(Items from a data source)
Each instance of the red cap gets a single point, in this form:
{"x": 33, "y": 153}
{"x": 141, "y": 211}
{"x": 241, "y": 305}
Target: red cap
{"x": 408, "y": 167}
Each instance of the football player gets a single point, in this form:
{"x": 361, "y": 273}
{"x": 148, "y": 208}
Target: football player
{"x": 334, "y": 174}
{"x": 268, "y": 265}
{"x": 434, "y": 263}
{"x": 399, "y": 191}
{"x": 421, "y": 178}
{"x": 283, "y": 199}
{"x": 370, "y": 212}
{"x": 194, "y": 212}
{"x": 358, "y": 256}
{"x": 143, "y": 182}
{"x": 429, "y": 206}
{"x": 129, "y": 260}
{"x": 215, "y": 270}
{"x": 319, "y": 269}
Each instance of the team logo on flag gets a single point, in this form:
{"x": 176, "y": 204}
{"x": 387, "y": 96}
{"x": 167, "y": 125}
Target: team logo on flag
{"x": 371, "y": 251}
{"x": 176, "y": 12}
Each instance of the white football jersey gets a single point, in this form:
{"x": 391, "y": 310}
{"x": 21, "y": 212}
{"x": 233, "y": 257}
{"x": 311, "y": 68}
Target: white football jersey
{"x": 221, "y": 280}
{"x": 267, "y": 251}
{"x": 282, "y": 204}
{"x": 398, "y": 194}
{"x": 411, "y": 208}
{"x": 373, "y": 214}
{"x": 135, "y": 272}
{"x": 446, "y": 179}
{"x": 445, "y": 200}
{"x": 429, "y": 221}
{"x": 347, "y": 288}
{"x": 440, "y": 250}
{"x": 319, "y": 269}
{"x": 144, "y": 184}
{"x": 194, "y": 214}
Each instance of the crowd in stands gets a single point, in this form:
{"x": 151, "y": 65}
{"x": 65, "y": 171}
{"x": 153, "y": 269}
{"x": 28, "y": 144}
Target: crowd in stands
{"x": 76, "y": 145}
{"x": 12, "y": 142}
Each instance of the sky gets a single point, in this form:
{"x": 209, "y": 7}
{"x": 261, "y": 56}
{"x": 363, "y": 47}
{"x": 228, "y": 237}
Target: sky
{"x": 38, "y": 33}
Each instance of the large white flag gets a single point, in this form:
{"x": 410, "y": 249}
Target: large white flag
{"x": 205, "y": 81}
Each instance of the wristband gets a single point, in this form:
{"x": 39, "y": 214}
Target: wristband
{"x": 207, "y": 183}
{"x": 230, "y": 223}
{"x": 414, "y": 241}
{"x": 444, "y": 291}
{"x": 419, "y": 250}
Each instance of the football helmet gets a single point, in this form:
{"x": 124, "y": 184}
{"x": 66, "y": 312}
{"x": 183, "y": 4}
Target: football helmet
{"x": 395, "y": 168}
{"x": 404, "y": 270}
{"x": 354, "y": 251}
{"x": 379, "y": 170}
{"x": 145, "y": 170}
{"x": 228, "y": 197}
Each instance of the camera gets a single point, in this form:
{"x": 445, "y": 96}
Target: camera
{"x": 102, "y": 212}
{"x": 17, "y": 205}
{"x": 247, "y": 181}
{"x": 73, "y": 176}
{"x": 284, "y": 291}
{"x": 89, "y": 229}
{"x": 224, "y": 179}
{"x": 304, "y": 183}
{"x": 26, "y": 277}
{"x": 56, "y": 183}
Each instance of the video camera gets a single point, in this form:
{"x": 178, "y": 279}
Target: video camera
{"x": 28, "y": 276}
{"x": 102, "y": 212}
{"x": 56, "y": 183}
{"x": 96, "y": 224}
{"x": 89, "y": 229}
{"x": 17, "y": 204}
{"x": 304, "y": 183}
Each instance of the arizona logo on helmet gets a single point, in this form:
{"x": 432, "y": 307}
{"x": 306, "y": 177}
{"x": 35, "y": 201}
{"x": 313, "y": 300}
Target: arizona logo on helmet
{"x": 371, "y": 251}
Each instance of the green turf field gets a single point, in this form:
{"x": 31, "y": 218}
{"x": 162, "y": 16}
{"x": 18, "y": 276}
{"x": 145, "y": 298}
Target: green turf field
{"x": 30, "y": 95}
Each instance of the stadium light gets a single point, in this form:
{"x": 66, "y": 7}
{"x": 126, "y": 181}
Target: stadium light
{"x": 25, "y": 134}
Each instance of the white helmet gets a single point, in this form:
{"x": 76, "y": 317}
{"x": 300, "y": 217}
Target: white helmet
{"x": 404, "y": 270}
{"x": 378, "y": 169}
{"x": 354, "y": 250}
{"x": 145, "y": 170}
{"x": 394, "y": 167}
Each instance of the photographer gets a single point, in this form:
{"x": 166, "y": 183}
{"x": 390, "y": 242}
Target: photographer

◆ WHAT TO WORK ON:
Print out the complete data above, character for character.

◆ YOUR RESPONSE:
Each instance of the red cap gets a single point, in this form:
{"x": 33, "y": 153}
{"x": 141, "y": 211}
{"x": 241, "y": 305}
Target: red cap
{"x": 408, "y": 167}
Each instance of the football player gets a single point, in this form:
{"x": 361, "y": 273}
{"x": 148, "y": 208}
Target: football player
{"x": 334, "y": 174}
{"x": 268, "y": 265}
{"x": 434, "y": 263}
{"x": 399, "y": 191}
{"x": 421, "y": 178}
{"x": 283, "y": 199}
{"x": 370, "y": 212}
{"x": 194, "y": 212}
{"x": 358, "y": 256}
{"x": 143, "y": 182}
{"x": 429, "y": 206}
{"x": 129, "y": 260}
{"x": 215, "y": 270}
{"x": 319, "y": 269}
Each instance of the team logo on flag gets a single point, in this form:
{"x": 176, "y": 204}
{"x": 387, "y": 96}
{"x": 167, "y": 125}
Target: team logo on flag
{"x": 371, "y": 251}
{"x": 176, "y": 12}
Each instance of the white football jersey gets a single point, in this form:
{"x": 391, "y": 310}
{"x": 21, "y": 212}
{"x": 233, "y": 257}
{"x": 311, "y": 68}
Target: white football jersey
{"x": 221, "y": 280}
{"x": 267, "y": 251}
{"x": 282, "y": 204}
{"x": 398, "y": 194}
{"x": 411, "y": 208}
{"x": 373, "y": 214}
{"x": 135, "y": 272}
{"x": 446, "y": 179}
{"x": 445, "y": 200}
{"x": 429, "y": 221}
{"x": 347, "y": 288}
{"x": 440, "y": 250}
{"x": 319, "y": 269}
{"x": 144, "y": 184}
{"x": 194, "y": 214}
Each instance of the crowd in stands gets a single point, in this form:
{"x": 151, "y": 65}
{"x": 65, "y": 171}
{"x": 153, "y": 269}
{"x": 28, "y": 144}
Target: crowd in stands
{"x": 76, "y": 145}
{"x": 12, "y": 142}
Each instance of the sky gets a single point, in this form:
{"x": 209, "y": 7}
{"x": 261, "y": 56}
{"x": 363, "y": 47}
{"x": 228, "y": 237}
Target: sky
{"x": 38, "y": 33}
Each instance of the large white flag gets a single point, in this form:
{"x": 410, "y": 249}
Target: large white flag
{"x": 205, "y": 81}
Each instance of the wristband gets a single point, in this form:
{"x": 39, "y": 214}
Target: wristband
{"x": 207, "y": 183}
{"x": 230, "y": 223}
{"x": 414, "y": 241}
{"x": 444, "y": 291}
{"x": 419, "y": 250}
Each instance of the football helmet gets a single point, in this form:
{"x": 124, "y": 184}
{"x": 66, "y": 312}
{"x": 183, "y": 4}
Target: football helmet
{"x": 395, "y": 168}
{"x": 404, "y": 270}
{"x": 354, "y": 251}
{"x": 379, "y": 170}
{"x": 145, "y": 170}
{"x": 228, "y": 197}
Each instance of the camera gets a single point, in this form:
{"x": 445, "y": 96}
Target: camera
{"x": 102, "y": 212}
{"x": 17, "y": 205}
{"x": 247, "y": 181}
{"x": 73, "y": 176}
{"x": 284, "y": 291}
{"x": 89, "y": 229}
{"x": 224, "y": 179}
{"x": 304, "y": 183}
{"x": 26, "y": 277}
{"x": 56, "y": 183}
Each instance of the video camera gets a single point, in this form:
{"x": 178, "y": 279}
Target: video camera
{"x": 28, "y": 276}
{"x": 102, "y": 212}
{"x": 56, "y": 183}
{"x": 96, "y": 224}
{"x": 89, "y": 229}
{"x": 17, "y": 204}
{"x": 304, "y": 183}
Each instance of the arizona logo on helmet gets a single point, in this form:
{"x": 432, "y": 307}
{"x": 306, "y": 177}
{"x": 35, "y": 201}
{"x": 313, "y": 300}
Target: arizona logo on helmet
{"x": 371, "y": 251}
Each instance of the green turf field gets a single point, in this form:
{"x": 31, "y": 218}
{"x": 162, "y": 16}
{"x": 18, "y": 276}
{"x": 145, "y": 298}
Target: green turf field
{"x": 30, "y": 95}
Each instance of the stadium light gets a single point, in this form:
{"x": 66, "y": 7}
{"x": 126, "y": 181}
Target: stadium light
{"x": 25, "y": 134}
Each instance of the white helmet gets a single point, in this form:
{"x": 76, "y": 317}
{"x": 300, "y": 217}
Target: white helmet
{"x": 404, "y": 270}
{"x": 378, "y": 169}
{"x": 354, "y": 250}
{"x": 145, "y": 170}
{"x": 394, "y": 167}
Each instance of the photographer gets a single point, in this form:
{"x": 166, "y": 183}
{"x": 390, "y": 242}
Target: photographer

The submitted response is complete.